Task to complete: Quote every one of the records below word for word, leaving the pictures out.
==== Entries shown ====
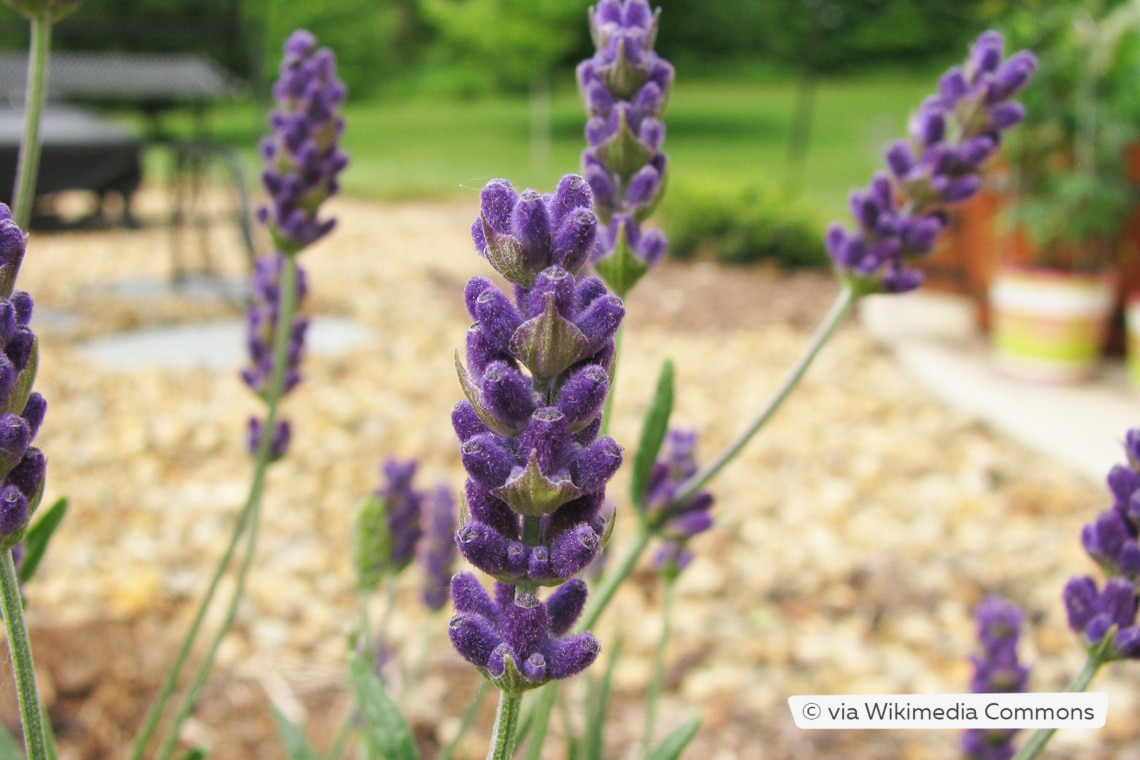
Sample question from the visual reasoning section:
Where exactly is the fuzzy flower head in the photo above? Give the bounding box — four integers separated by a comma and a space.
451, 175, 625, 586
353, 458, 424, 589
578, 0, 673, 296
242, 252, 309, 461
962, 597, 1029, 760
0, 204, 48, 549
259, 30, 348, 254
1064, 430, 1140, 661
448, 573, 601, 695
827, 31, 1036, 295
420, 485, 457, 612
645, 430, 714, 578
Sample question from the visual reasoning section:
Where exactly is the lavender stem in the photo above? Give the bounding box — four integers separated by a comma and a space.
0, 549, 48, 760
8, 10, 51, 238
487, 690, 522, 760
1013, 656, 1112, 760
130, 256, 296, 760
642, 575, 678, 753
670, 285, 857, 506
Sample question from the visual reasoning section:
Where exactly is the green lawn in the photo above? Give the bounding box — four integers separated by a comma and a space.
137, 72, 935, 226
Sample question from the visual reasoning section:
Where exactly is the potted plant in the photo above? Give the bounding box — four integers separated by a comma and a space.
990, 0, 1140, 382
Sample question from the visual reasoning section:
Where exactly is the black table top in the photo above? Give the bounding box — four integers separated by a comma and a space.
0, 52, 241, 106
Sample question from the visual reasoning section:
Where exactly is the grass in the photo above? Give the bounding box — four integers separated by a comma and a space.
124, 72, 935, 227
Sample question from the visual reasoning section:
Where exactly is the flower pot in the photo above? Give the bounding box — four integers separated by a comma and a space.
990, 267, 1116, 383
1124, 293, 1140, 390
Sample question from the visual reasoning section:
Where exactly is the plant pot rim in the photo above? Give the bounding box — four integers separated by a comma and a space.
994, 262, 1117, 283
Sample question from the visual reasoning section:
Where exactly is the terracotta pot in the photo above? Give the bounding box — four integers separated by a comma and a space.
1124, 293, 1140, 390
990, 267, 1116, 383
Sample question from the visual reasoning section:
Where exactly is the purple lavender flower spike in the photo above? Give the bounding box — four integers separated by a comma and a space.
449, 175, 625, 694
578, 0, 673, 296
420, 485, 456, 612
962, 597, 1029, 760
1062, 428, 1140, 662
825, 31, 1036, 295
644, 430, 714, 579
242, 253, 309, 460
0, 203, 47, 549
259, 30, 348, 255
448, 573, 600, 695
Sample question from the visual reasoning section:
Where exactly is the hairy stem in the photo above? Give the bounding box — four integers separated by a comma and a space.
1013, 652, 1104, 760
130, 256, 298, 760
8, 10, 51, 240
642, 575, 677, 753
0, 549, 49, 760
487, 690, 522, 760
670, 285, 857, 506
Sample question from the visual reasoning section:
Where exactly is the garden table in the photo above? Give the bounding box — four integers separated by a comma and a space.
0, 104, 143, 224
0, 52, 254, 279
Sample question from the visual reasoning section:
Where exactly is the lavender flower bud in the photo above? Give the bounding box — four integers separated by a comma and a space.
259, 30, 348, 255
0, 485, 29, 549
448, 573, 600, 694
825, 32, 1036, 295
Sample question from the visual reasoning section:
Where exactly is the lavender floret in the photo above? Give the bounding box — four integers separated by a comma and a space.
578, 0, 673, 295
420, 485, 456, 611
962, 597, 1029, 760
644, 430, 714, 579
0, 203, 47, 549
825, 31, 1036, 295
1062, 428, 1140, 662
258, 30, 348, 254
448, 573, 601, 695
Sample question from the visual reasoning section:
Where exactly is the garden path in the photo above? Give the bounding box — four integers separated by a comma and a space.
0, 191, 1140, 760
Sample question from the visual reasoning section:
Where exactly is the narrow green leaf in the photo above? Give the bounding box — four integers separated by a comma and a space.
645, 716, 701, 760
0, 726, 24, 760
581, 638, 622, 758
271, 708, 320, 760
17, 496, 67, 583
349, 657, 420, 760
629, 359, 673, 517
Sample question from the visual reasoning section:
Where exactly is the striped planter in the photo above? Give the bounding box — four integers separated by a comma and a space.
990, 267, 1116, 383
1124, 294, 1140, 390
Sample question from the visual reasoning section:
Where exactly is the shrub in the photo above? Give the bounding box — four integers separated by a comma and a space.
661, 188, 828, 269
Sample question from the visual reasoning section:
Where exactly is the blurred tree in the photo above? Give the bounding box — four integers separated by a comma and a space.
420, 0, 593, 89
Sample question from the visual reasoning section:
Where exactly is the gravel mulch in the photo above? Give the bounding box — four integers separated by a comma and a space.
3, 193, 1140, 760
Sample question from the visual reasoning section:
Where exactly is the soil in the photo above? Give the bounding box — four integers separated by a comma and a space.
0, 194, 1140, 760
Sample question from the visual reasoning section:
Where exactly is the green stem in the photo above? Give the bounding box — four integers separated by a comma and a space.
9, 10, 51, 240
487, 690, 522, 760
438, 678, 491, 760
643, 577, 677, 753
577, 530, 652, 631
155, 487, 261, 760
671, 285, 857, 505
527, 681, 559, 760
0, 549, 48, 760
130, 256, 298, 760
1013, 656, 1109, 760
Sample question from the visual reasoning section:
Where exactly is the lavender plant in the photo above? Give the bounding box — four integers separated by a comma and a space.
578, 0, 673, 297
449, 174, 625, 757
131, 30, 348, 760
0, 204, 49, 759
962, 596, 1029, 760
1016, 428, 1140, 760
0, 0, 83, 235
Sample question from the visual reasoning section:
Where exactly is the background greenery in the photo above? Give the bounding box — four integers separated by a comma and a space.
0, 0, 1091, 263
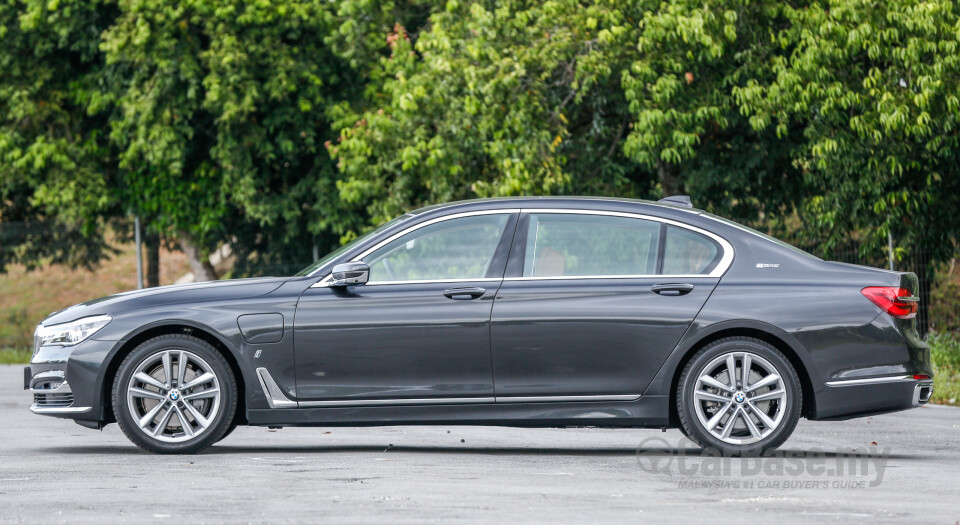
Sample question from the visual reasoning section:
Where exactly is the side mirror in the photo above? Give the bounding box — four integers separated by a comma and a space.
====
The response:
Sample question from the visual reasoning section:
Where exactly is the fuzzy flower head in the photo above? Give the bounding box — four integers separated by a comma and a space.
451, 175, 625, 586
353, 458, 424, 589
578, 0, 673, 296
242, 252, 309, 461
962, 597, 1029, 760
0, 204, 48, 549
259, 30, 348, 254
1064, 430, 1140, 661
448, 573, 601, 695
827, 31, 1036, 295
420, 485, 457, 612
645, 430, 714, 578
Sample question from the visual reasoning section:
Where exactly is the lavender stem in the photo above? Give the bounding box — four integers separated by a comma and a space.
0, 549, 48, 760
8, 10, 51, 238
487, 690, 522, 760
1013, 656, 1112, 760
130, 256, 296, 760
642, 575, 678, 753
670, 285, 857, 506
Sample question from the visual reasoning section:
Where exactly is the green lawn in the photo above? Give the bounding box — four integers separated by a comma and a space.
137, 72, 935, 226
Sample question from the visual reasoning section:
Where exactly is the potted plant in the photo above? Give the bounding box — four integers separated by a comma and a space.
990, 0, 1140, 382
Sample question from the visual reasoning section:
Where exactly is the black table top in the photo above? Give the bounding box — four integers separated by a comma and a space.
0, 52, 241, 106
Sample question from the visual reasoning section:
Where exactly is the grass in the photo above? Give the bounding box — four integers separated by a comma and a space.
124, 72, 935, 227
Sample question from the visual reasoning section:
Where exactly is the flower pot in the photo above? Give the bounding box — four integers separated by a comma and a space.
990, 267, 1116, 383
1124, 293, 1140, 390
Sample question from the visual reasoning section:
Where exactly is the plant pot rim in the photo above? Give the bounding box — four integers separated by a comma and a space.
994, 262, 1117, 283
Sample question from the visual reasoning section:
Where exactly is the terracotta pot in the photo above? Give the bounding box — four integers separated by a comma and a space.
1124, 293, 1140, 390
990, 267, 1116, 383
Sample question from the visual reasoning section:
Where exactly is the purple lavender flower spike in the photo above? Give the bounding box — four integers separated by a comma and a space.
449, 175, 625, 694
578, 0, 673, 296
420, 485, 456, 612
962, 597, 1029, 760
1062, 428, 1140, 662
825, 31, 1036, 295
644, 430, 714, 579
242, 253, 309, 460
0, 203, 47, 549
259, 30, 348, 255
448, 573, 600, 695
Sample question from the visual reasoning section:
Where exactly is the hairy stem in the photo above? Give the bounding box — four integers separated by a comma and a space.
1013, 652, 1104, 760
130, 256, 298, 760
8, 10, 51, 240
642, 575, 677, 753
0, 549, 49, 760
487, 690, 522, 760
670, 285, 857, 506
Sample question from the visual reasoning section:
Where exactly is the garden table in the photo above? Give the bounding box — four integers separated by a comma and a space.
0, 104, 143, 224
0, 52, 254, 279
Sample question from the visual reasoning section:
Where exactly is the lavender flower bud in the photo above? Give the bounding box — four integers separated by a comma and a space.
259, 30, 348, 255
0, 485, 29, 549
448, 573, 600, 694
825, 32, 1036, 295
Sample question from the visual reasoning section:
Where exactly is the lavender floret in the photo above? Give the bounding box — four integers separated by a comma and a space.
578, 0, 673, 295
420, 485, 456, 611
962, 597, 1029, 760
644, 430, 714, 579
0, 203, 47, 549
825, 31, 1036, 295
1062, 428, 1140, 662
258, 30, 348, 254
448, 573, 601, 695
Sample question from the visual reasoning section:
Where exactly is the garden path in the photo above? Give the bounding box — four integers separated by a comma and a space.
0, 191, 1140, 760
Sample question from the visual reasoning section:
Where exactly is the narrow green leaf in the photo above? Give the bounding box — four integers separated by a comma and a space.
645, 716, 701, 760
0, 726, 24, 760
581, 638, 622, 758
271, 708, 320, 760
17, 496, 67, 583
349, 657, 420, 760
629, 359, 673, 517
Sample question from the visual reasoning section:
Where exactly is the striped planter in the photo above? Give the bounding box — four integers separated by a comma and a space.
990, 267, 1116, 383
1124, 294, 1140, 390
Sample question from the visual reasoning section:
Where exactly is the shrub in the photo above? Give the bounding box — four integers separated by a comma and a space.
661, 188, 828, 269
Sample question from the visual reasoning section:
Where exactly is the blurred tree in the photo above? Give the bounding box — four integers separated by a comma and a space.
420, 0, 593, 89
Sample question from the visual reasoning section:
Where exactly is the gravel mulch in the photo above? Give the bounding box — four integers separated by a comma and a space.
3, 193, 1140, 760
Sample question from the visual reasoning section:
Where exactly is the soil in the photo above? Give the bounding box — four integers separated by a comma and a space.
0, 194, 1140, 760
Sample question from the visual reasoning section:
Where exactly is the green stem in the photo above? Give the bounding box — four integers separated by a comma and a space.
9, 10, 51, 240
487, 690, 522, 760
438, 678, 491, 760
643, 577, 677, 753
577, 530, 652, 631
155, 487, 261, 760
671, 285, 857, 505
527, 681, 559, 760
0, 549, 48, 760
130, 256, 298, 760
1013, 656, 1109, 760
Sample question from the visual reasoning section:
Where exactly is the lavender plant in the photo above? Give the bounding box — four integers separated by a comma and a space.
578, 0, 673, 297
449, 174, 625, 757
131, 30, 348, 760
0, 204, 49, 759
962, 596, 1029, 760
1016, 428, 1140, 760
0, 0, 83, 235
Sample question from the visual reasoning section:
Where exactly is the background greenery in the photo above? Give the bounding box — four integers separated by a comma and a space.
0, 0, 1091, 263
Sample question from the visual reasoning section:
Where exactly is the side mirror in the photo above? Give the bounding box — four integers separated by a comma and a space.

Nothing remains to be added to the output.